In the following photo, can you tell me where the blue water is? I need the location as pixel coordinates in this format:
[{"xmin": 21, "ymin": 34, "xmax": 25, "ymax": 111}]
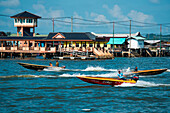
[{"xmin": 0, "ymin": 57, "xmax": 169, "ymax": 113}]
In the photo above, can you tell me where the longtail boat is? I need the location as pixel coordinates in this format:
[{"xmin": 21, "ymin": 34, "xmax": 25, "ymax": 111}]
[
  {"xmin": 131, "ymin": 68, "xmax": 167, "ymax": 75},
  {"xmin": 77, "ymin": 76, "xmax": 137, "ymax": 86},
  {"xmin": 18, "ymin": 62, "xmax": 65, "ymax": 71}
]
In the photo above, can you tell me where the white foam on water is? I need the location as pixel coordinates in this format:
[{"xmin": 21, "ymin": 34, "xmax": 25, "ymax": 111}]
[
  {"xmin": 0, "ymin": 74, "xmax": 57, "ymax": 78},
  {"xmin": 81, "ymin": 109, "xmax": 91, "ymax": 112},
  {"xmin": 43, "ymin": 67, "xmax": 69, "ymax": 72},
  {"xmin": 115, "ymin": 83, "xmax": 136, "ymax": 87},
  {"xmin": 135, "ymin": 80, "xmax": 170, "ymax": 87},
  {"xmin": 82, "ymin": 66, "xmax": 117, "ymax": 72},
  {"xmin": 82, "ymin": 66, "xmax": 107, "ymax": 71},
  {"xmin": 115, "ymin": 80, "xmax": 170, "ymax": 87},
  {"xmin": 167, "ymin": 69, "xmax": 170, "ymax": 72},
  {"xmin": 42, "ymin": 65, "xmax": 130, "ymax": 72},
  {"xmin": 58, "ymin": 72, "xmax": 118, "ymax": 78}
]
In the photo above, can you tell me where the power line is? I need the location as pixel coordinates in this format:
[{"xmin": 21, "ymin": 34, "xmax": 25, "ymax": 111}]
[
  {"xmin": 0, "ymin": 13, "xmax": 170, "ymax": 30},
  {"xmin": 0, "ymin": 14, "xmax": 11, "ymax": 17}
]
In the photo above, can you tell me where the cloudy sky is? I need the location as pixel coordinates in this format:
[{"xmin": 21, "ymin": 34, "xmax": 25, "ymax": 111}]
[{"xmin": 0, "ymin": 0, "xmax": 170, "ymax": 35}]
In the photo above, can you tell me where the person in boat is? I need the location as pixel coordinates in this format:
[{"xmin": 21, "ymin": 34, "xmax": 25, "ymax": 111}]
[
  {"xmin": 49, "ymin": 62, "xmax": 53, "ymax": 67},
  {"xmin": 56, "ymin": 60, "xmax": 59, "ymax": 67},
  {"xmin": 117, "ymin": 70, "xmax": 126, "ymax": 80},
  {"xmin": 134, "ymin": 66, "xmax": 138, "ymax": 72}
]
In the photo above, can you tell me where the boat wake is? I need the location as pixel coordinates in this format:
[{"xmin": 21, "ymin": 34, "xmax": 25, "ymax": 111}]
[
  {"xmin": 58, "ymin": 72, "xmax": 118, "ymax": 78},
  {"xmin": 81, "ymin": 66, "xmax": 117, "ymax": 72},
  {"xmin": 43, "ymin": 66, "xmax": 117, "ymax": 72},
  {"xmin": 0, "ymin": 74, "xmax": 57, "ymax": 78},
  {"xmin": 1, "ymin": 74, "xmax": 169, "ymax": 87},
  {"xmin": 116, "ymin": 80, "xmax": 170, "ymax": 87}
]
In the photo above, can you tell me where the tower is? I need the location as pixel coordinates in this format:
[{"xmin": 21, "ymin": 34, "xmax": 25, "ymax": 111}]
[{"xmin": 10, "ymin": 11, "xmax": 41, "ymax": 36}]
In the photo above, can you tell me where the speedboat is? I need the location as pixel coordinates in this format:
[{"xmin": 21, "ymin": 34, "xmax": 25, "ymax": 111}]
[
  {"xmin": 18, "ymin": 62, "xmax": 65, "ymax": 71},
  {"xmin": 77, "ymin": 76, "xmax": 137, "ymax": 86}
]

_ _ _ _

From the first line of the entries above down to the line holding "In the photo above, can you tell me where the white", quote each line exactly and nothing else, skipping pictures.

In the following photo, can you tell me where the blue water is? I need the location as pixel coordinates in this format:
[{"xmin": 21, "ymin": 34, "xmax": 25, "ymax": 111}]
[{"xmin": 0, "ymin": 57, "xmax": 169, "ymax": 113}]
In the photo above, can you tell me where the longtail boat is? I need the location as pixel coordinates in this format:
[{"xmin": 21, "ymin": 34, "xmax": 25, "ymax": 111}]
[
  {"xmin": 131, "ymin": 68, "xmax": 167, "ymax": 75},
  {"xmin": 77, "ymin": 76, "xmax": 137, "ymax": 86},
  {"xmin": 18, "ymin": 62, "xmax": 65, "ymax": 71}
]
In the photo above, can you tell me where the white foam on water is? I need the location as pixel coordinates in this format:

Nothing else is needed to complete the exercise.